Start Supplied passage

Saint of the Day | AmericanCatholic.org

Tuesday 2 September 2008

Message to the CWL London

Labour Day Classic

Oskee Wee Wee
Oskee Wha Wha
Holy Mackinaw
Tigers ... Eat'em RAW!!

(Cheer by Vince Wirtz 1941 as adapted by Paul Weiler a.k.a. Pigskin Pete)

I write this as a begin my yearly pilgrimage to the Labour Day Classic football game between the Hamilton Tiger Cats and the Toronto Argonauts. Each year I get one CFL football game in with some of my brother priests and friends. It is a great time to sit back and become part of the screaming masses of Tiger Cats fans that come out to support their team. There is a strong sense of fraternity among the Ti-Cat fans as our team goes out to battle the big city corporate types in Toronto. It is expected that we will lose so it is even more of a triumph if we win. Everyone loves the underdog.

End Supplied passage
Start Supplied records

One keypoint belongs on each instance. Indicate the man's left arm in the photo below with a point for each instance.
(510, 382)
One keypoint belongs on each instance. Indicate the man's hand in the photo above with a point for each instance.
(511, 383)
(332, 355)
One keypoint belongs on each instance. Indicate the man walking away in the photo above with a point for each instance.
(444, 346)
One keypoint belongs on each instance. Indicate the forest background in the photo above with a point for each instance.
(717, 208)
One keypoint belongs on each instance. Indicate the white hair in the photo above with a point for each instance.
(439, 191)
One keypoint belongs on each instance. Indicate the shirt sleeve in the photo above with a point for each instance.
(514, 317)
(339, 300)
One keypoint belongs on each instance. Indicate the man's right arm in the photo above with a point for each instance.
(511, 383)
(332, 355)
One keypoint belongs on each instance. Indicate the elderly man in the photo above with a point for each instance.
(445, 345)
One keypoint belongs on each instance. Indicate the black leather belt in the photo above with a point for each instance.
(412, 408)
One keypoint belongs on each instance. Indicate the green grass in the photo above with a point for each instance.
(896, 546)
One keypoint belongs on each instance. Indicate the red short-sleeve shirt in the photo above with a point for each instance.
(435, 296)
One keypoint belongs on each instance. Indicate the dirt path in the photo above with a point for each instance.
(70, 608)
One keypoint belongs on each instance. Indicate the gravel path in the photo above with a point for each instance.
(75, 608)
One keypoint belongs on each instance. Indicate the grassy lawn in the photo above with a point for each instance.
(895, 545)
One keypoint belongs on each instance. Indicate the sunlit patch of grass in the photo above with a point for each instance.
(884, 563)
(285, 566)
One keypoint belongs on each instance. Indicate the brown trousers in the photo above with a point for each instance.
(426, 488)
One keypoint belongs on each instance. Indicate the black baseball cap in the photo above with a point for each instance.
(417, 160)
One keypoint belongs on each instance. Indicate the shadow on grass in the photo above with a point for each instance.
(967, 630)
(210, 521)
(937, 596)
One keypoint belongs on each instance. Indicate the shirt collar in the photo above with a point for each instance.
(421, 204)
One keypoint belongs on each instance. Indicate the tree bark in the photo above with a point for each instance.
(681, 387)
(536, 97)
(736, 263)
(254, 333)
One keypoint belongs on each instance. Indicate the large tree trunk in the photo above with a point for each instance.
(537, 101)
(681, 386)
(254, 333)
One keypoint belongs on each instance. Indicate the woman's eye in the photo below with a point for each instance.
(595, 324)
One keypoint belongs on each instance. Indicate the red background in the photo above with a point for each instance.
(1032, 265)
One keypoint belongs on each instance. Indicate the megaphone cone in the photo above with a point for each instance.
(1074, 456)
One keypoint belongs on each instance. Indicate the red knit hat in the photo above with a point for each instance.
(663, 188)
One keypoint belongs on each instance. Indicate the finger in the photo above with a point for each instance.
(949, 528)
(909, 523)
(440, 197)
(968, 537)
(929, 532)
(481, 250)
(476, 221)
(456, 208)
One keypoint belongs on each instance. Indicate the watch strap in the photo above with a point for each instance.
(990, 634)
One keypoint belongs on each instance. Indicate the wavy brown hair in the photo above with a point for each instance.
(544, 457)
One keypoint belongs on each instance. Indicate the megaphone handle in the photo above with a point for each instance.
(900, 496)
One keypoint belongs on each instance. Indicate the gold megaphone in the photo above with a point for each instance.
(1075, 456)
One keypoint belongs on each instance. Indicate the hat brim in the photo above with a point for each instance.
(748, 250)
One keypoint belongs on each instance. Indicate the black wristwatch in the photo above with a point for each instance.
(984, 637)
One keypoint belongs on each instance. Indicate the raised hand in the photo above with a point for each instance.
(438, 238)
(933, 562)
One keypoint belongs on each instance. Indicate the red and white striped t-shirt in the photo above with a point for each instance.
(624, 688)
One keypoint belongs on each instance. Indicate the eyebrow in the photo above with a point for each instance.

End Supplied records

Written problem: In the Labour Day Classic post, which two teams play in the football game?

Reply: The Hamilton Tiger Cats and the Toronto Argonauts.